### PROBLEM DESCRIPTION:
Find the lines in these entries that include the word "jacket" and state how many there are, with no other words.

### DATASET CONTENT:
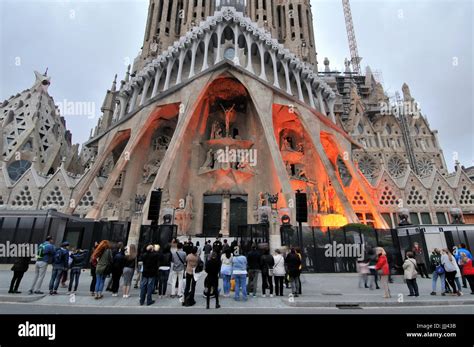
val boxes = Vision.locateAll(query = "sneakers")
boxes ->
[112,293,118,297]
[262,294,266,298]
[147,300,155,306]
[216,304,221,309]
[34,291,44,294]
[270,294,274,298]
[28,290,33,295]
[430,292,436,296]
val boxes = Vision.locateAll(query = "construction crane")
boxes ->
[342,0,362,74]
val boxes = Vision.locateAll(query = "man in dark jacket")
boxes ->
[285,248,302,296]
[247,246,261,297]
[140,244,159,306]
[9,253,30,294]
[205,252,221,309]
[48,242,70,295]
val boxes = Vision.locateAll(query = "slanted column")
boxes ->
[283,60,292,95]
[112,100,120,122]
[118,95,128,118]
[163,59,174,91]
[271,51,280,88]
[245,33,254,74]
[304,80,315,108]
[328,96,336,123]
[215,24,223,64]
[258,42,267,81]
[151,69,163,98]
[189,41,198,78]
[233,25,240,66]
[128,86,139,113]
[139,78,152,106]
[316,88,326,115]
[201,32,211,71]
[176,51,186,84]
[293,70,304,102]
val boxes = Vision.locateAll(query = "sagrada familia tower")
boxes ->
[1,0,473,247]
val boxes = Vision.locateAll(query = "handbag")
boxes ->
[435,264,445,274]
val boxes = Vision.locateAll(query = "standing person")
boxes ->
[195,241,202,258]
[89,242,98,296]
[183,237,194,255]
[357,255,370,289]
[170,242,186,299]
[273,249,285,297]
[205,251,221,309]
[247,245,261,297]
[49,242,70,295]
[260,248,275,297]
[122,244,137,298]
[295,247,303,295]
[232,250,248,301]
[68,249,88,294]
[203,240,212,267]
[403,252,419,297]
[140,244,159,306]
[367,247,380,290]
[285,248,302,297]
[441,248,462,296]
[460,253,474,294]
[183,246,199,307]
[220,248,233,297]
[213,235,223,256]
[455,244,473,289]
[93,240,113,300]
[429,248,446,296]
[60,248,73,288]
[29,236,55,295]
[9,252,30,294]
[157,244,172,298]
[222,239,230,252]
[111,245,126,297]
[412,242,430,279]
[375,247,391,298]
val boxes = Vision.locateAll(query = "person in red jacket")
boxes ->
[460,253,474,294]
[375,247,391,298]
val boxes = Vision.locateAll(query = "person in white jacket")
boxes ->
[402,252,419,296]
[273,249,286,297]
[441,248,463,296]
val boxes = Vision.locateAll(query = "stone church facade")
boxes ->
[1,1,473,247]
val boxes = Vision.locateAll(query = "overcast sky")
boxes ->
[0,0,472,170]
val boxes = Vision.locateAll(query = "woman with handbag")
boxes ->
[375,247,391,298]
[429,248,446,296]
[441,248,462,296]
[260,248,275,297]
[92,240,113,300]
[273,249,286,296]
[403,252,419,297]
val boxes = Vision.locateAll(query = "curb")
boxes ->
[0,294,46,303]
[285,299,474,308]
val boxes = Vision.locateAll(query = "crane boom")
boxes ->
[342,0,362,74]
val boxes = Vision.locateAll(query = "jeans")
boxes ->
[30,261,48,292]
[222,274,232,295]
[184,273,197,305]
[9,271,25,292]
[68,268,82,292]
[158,270,170,295]
[140,276,155,305]
[406,278,419,296]
[262,272,273,295]
[49,266,65,291]
[95,274,107,293]
[233,274,247,300]
[454,277,463,292]
[290,274,300,295]
[248,269,260,295]
[170,270,184,296]
[274,276,284,296]
[431,271,446,293]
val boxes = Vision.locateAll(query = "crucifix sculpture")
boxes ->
[220,103,236,137]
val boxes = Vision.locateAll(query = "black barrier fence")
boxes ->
[0,210,130,264]
[281,225,403,274]
[138,224,178,253]
[235,224,269,255]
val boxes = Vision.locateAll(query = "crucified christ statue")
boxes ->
[220,103,236,137]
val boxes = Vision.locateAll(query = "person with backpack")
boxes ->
[273,249,286,296]
[232,250,248,301]
[29,236,55,295]
[403,251,419,297]
[455,243,473,289]
[9,252,30,294]
[220,248,233,297]
[429,248,446,296]
[49,242,70,295]
[183,246,200,307]
[460,252,474,294]
[247,245,261,297]
[170,242,186,299]
[285,247,302,297]
[205,251,221,309]
[68,249,89,293]
[92,240,113,300]
[260,248,275,297]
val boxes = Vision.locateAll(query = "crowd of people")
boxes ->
[357,242,474,298]
[9,235,305,309]
[9,236,474,306]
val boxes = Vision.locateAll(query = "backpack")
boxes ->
[37,243,46,259]
[53,248,66,265]
[195,257,204,273]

### TASK SOLUTION:
3